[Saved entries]
-- Opening Marker --

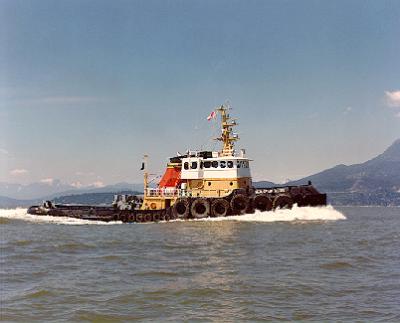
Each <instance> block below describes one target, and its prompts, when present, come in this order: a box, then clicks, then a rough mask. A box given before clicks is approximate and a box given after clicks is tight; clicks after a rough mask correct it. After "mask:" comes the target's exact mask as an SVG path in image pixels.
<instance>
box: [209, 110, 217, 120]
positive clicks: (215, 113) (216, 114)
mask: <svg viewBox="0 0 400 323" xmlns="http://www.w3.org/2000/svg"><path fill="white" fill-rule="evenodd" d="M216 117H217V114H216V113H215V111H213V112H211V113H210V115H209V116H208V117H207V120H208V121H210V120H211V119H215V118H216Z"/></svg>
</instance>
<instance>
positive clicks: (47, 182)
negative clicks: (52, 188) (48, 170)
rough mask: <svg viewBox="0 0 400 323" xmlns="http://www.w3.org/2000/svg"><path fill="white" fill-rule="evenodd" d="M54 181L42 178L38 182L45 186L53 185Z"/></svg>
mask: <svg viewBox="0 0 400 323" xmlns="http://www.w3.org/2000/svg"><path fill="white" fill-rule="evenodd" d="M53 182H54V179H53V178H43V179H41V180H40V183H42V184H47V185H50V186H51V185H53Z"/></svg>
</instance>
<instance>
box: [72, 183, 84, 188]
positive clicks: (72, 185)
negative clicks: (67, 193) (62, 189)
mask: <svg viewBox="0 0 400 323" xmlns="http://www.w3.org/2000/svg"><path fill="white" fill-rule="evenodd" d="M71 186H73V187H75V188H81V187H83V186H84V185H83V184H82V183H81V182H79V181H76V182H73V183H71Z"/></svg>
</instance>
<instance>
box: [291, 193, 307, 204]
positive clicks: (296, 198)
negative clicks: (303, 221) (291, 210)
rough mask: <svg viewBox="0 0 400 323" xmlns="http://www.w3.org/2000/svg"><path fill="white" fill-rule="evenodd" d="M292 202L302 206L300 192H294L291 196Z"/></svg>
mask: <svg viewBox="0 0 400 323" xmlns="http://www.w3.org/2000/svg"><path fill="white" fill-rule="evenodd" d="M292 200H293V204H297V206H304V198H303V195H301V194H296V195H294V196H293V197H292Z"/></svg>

-- Closing Marker --
-- Opening Marker --

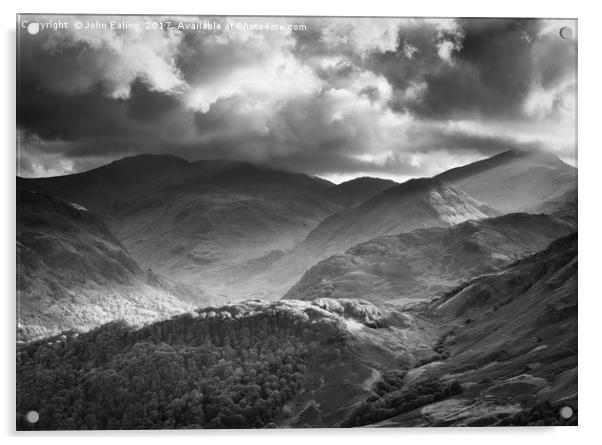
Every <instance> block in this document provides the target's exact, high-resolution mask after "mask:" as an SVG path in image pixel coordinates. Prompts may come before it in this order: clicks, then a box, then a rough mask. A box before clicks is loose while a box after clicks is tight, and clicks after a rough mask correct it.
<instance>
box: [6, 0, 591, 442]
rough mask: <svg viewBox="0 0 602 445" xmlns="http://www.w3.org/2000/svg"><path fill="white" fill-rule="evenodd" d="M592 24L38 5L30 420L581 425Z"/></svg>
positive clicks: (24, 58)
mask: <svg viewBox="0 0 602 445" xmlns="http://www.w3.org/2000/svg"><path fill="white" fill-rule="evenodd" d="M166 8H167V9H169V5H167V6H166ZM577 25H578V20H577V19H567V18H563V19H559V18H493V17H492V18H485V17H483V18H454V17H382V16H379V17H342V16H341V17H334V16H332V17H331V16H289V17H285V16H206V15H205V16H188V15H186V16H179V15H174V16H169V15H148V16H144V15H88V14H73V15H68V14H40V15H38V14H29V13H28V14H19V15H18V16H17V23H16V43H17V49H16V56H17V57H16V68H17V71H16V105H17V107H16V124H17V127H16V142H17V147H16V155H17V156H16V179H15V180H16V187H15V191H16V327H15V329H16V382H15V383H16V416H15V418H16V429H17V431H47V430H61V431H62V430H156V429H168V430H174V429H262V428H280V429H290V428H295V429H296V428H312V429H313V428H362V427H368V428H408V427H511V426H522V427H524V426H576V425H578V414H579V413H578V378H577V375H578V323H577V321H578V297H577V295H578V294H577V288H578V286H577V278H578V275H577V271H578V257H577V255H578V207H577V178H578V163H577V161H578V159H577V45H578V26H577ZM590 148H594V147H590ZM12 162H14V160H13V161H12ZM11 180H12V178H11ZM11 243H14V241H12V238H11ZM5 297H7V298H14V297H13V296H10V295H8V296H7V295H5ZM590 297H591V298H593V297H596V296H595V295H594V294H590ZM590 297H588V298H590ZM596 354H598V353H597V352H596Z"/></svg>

-- Closing Marker --

Some lines in the data above hold the string "after". Find and copy each of them.

» **WRITTEN SOLUTION**
Each <instance> block below describes one target, and its prompts, when present, come in this order: a box, then clicks, then a rough mask. A box given before clicks is approximate and a box given after clicks is tight; clicks after a rough mask correct it. After "mask:" comes the target's exact mask as an SVG path in image pixels.
Every <instance> block in this document provides the target's exact, high-resolution mask after "mask:" as an SVG path in image pixel coordinates. Prompts may come before it in this order: clicks, then a box, then a rough mask. A box before clicks is loose while a box after clicks is tight, and clicks after a rough mask correct it.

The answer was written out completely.